Requirement:
For the entries that follow, set down each one exactly and drop any pictures.

── Entries supplied

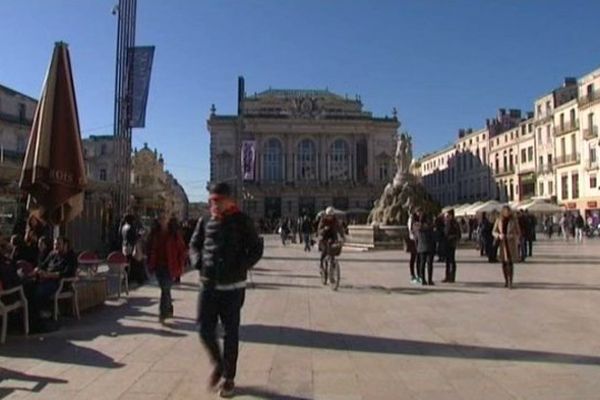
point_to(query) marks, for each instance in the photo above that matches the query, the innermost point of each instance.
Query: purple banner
(141, 66)
(248, 160)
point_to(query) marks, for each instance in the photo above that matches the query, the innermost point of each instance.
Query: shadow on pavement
(30, 383)
(59, 346)
(260, 393)
(534, 285)
(298, 337)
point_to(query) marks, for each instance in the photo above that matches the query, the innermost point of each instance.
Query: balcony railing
(591, 165)
(566, 128)
(505, 171)
(591, 132)
(589, 98)
(568, 159)
(545, 169)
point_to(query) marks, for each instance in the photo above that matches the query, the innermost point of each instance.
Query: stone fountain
(386, 227)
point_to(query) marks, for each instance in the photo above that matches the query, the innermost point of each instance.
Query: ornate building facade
(153, 188)
(289, 152)
(548, 153)
(16, 118)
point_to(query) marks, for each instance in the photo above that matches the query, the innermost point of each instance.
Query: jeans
(451, 263)
(163, 276)
(426, 260)
(523, 248)
(307, 244)
(225, 305)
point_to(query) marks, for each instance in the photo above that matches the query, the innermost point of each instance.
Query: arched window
(273, 161)
(339, 168)
(307, 160)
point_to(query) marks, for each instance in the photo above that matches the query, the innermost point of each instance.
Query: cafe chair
(67, 290)
(5, 308)
(118, 267)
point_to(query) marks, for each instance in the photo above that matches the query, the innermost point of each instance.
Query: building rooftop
(13, 92)
(323, 93)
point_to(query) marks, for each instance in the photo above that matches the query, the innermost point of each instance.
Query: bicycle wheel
(334, 274)
(323, 268)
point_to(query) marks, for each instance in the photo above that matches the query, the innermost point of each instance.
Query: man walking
(452, 234)
(579, 225)
(223, 248)
(306, 229)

────

Reply:
point_to(query) marks, for each instance in the photo above that matches the query, the innermost point of each instance.
Query: purple banner
(141, 66)
(248, 160)
point_to(query) marks, for each instance in the photo above that matches the query, the innermost point of each instance.
Query: shadow on pavement
(30, 383)
(59, 346)
(260, 393)
(534, 285)
(298, 337)
point_to(query) marks, for each instance in the photo above that matches the query, the innermost point of each instance.
Query: balcony railing
(591, 165)
(566, 128)
(505, 171)
(591, 132)
(589, 98)
(568, 159)
(545, 169)
point_to(query) marks, for each instance in the photo above that matches the query, the innermost point of each instance.
Query: stone fountain
(386, 227)
point_to(query) marks, for each instance in the photo above that matches the query, the innermost point of each instance.
Query: ornate building facade
(153, 188)
(289, 152)
(548, 153)
(16, 118)
point_to(query) marks, for each instance in the photo above that matches the query, the innermost point of each instance.
Query: jeans
(451, 263)
(163, 276)
(426, 260)
(523, 248)
(307, 244)
(225, 305)
point_to(query) marks, for each instance in the photo above that matches the query, the innermost point of each instance.
Query: arched window
(273, 161)
(339, 168)
(307, 160)
point_to(query) marks, for each instance in the photo above that matches the query, the innermost point of each instance.
Query: cafe chair
(67, 290)
(5, 308)
(118, 267)
point_to(query) marks, for each instance in the photo above that matches the query, the innermost point of each instance.
Query: building rooftop
(13, 92)
(323, 93)
point_to(query) marks, for each instance in the photo above that matches the query, the innermost point of each instance.
Query: bicycle wheel
(334, 274)
(323, 268)
point_to(query) marks, for each instance in the photo above that matches the query, the innermost point of each instance.
Query: man walking
(452, 234)
(579, 225)
(223, 248)
(306, 229)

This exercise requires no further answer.